## [WRITTEN INSTRUCTION]
Could you reproduce, word for word, the lines in the records below, starting with the line that contains "indicate the horizontal stabilizer, a" and continuing through the end of the records?

## [A block of data]
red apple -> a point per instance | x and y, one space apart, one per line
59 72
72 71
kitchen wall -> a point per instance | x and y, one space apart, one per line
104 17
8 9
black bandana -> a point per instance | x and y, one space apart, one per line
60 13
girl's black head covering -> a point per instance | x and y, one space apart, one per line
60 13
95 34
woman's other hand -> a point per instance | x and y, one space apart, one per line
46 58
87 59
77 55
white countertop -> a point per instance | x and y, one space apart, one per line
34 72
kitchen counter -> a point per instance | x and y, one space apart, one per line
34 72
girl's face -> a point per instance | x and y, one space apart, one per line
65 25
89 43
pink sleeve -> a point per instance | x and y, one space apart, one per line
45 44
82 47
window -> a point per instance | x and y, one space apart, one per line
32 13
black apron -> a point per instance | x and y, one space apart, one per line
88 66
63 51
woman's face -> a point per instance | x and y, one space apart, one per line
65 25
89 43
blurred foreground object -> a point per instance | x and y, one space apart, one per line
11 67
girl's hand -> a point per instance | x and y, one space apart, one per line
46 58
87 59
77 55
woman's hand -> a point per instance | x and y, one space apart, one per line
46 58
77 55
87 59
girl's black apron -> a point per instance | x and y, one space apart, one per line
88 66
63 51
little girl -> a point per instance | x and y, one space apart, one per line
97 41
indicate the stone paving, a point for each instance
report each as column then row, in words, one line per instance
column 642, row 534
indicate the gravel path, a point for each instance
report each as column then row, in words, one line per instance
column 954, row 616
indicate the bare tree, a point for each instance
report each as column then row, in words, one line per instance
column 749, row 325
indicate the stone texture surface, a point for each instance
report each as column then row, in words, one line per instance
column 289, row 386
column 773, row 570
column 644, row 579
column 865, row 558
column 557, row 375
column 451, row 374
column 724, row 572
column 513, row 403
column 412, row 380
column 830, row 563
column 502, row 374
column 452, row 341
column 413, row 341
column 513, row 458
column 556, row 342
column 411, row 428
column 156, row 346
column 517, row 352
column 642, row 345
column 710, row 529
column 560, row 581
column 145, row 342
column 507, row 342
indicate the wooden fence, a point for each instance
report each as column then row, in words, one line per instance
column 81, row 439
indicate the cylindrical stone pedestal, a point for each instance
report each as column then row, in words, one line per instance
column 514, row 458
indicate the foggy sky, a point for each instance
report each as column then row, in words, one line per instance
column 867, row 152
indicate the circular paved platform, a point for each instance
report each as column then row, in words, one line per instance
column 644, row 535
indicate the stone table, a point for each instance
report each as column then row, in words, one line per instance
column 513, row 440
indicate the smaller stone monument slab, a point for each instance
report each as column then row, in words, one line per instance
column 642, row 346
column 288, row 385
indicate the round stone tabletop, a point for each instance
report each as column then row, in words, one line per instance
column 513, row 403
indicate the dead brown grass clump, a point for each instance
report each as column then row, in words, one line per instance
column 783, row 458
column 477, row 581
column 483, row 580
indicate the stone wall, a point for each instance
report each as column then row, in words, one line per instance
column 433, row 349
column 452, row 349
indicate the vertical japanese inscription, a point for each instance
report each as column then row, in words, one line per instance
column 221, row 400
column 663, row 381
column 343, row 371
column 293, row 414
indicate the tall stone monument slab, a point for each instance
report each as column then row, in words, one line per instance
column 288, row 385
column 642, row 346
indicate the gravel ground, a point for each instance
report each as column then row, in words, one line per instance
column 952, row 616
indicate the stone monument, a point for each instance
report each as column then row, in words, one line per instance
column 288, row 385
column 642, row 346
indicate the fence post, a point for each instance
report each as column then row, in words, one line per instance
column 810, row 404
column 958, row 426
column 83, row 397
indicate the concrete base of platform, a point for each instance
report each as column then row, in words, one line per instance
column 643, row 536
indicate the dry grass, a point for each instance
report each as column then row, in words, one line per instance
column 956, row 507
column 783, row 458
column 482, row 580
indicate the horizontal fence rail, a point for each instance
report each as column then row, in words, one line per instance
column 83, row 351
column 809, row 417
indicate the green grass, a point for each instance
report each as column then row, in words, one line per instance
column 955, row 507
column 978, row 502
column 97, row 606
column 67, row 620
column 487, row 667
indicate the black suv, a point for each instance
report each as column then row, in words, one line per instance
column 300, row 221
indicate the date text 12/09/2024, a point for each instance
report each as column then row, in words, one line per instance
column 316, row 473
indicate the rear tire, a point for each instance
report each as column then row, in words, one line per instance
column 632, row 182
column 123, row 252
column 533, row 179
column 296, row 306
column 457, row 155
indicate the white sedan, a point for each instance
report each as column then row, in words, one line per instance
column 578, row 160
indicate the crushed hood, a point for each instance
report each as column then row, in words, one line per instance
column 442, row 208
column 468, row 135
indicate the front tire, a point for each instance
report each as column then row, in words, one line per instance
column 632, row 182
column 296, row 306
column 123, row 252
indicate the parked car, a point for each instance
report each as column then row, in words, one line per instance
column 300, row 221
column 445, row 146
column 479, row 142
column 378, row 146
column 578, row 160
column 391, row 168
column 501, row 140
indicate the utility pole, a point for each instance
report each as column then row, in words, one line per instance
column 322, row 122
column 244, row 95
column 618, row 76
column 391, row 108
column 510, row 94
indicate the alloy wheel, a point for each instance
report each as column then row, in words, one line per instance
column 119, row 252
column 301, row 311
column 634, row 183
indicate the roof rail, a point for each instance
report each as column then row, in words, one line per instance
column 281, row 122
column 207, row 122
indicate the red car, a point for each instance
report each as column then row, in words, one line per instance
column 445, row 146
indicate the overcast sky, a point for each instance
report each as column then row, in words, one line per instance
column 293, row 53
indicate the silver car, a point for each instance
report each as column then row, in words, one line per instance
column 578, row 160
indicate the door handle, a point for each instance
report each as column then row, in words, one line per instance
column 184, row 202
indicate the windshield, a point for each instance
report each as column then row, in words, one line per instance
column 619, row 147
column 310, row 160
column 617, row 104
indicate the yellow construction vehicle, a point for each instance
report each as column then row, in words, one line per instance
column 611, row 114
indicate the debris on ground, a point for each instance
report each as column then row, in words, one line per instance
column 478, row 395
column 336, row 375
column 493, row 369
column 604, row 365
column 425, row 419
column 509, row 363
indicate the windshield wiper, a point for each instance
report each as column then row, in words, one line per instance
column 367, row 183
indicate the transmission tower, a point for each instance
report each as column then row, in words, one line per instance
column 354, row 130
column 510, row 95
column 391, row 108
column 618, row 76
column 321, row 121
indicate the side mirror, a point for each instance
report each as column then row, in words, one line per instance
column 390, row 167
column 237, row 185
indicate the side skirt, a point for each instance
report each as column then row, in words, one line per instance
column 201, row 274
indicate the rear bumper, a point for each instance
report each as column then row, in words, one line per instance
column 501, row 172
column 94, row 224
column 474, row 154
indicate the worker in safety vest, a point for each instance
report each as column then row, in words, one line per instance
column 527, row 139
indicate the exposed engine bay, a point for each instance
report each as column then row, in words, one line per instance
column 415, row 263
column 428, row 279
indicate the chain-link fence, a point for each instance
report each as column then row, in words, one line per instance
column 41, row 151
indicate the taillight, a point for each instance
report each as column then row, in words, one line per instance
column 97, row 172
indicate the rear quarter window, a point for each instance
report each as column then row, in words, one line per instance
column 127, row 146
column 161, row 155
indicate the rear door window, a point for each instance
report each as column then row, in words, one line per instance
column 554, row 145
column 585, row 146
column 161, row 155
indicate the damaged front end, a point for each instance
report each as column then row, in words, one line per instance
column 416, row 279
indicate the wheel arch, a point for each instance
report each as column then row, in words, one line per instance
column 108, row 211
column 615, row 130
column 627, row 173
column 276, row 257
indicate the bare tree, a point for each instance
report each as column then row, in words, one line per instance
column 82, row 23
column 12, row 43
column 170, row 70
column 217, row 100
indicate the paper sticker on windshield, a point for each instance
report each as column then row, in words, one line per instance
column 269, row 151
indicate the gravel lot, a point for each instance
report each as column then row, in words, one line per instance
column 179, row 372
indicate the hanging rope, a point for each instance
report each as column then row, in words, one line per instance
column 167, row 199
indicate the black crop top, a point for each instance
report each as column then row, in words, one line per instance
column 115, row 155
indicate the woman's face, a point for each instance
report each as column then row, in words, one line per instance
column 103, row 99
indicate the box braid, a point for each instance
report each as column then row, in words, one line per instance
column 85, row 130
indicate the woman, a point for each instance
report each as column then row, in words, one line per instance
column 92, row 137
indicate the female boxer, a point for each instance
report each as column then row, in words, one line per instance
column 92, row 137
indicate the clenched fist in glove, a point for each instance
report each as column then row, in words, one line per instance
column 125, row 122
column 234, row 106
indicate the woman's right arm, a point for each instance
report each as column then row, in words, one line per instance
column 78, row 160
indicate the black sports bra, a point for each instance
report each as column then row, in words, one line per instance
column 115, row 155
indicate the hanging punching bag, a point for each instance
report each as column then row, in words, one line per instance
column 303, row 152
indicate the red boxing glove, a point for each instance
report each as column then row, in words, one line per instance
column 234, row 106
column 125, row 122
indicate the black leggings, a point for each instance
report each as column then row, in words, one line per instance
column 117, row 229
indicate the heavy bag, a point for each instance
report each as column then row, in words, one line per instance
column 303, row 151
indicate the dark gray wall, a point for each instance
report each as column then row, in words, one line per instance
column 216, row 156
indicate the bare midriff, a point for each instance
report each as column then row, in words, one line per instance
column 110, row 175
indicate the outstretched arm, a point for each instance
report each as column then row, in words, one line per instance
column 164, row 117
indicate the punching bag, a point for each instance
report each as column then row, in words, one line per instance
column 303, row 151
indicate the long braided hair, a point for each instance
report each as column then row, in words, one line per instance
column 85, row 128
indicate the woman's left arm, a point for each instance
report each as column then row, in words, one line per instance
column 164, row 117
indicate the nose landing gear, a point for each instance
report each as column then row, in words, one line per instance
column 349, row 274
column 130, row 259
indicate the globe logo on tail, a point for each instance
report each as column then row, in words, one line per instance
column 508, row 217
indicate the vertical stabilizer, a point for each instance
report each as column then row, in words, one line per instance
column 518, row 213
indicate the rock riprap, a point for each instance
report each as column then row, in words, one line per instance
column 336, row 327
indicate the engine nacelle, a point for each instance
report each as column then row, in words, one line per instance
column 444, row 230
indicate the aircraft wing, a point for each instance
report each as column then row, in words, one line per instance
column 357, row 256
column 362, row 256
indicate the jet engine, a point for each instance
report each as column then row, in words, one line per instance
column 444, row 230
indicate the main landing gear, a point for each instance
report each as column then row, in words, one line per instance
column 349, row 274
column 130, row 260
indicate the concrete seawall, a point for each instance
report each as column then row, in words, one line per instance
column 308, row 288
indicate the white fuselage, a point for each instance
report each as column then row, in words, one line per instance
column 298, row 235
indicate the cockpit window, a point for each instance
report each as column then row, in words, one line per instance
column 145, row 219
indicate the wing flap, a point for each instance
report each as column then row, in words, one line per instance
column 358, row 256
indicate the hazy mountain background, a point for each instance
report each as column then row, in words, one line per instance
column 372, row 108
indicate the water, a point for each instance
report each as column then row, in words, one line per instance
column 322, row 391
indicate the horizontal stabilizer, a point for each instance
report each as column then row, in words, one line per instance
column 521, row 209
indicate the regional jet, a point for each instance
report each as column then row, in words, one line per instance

## [ANSWER TO THIS TASK]
indicate the horizontal stabilizer, a point for each instance
report each as column then row, in words, one line per instance
column 521, row 209
indicate the regional jet, a point for each instance
report each as column then row, in words, one line per instance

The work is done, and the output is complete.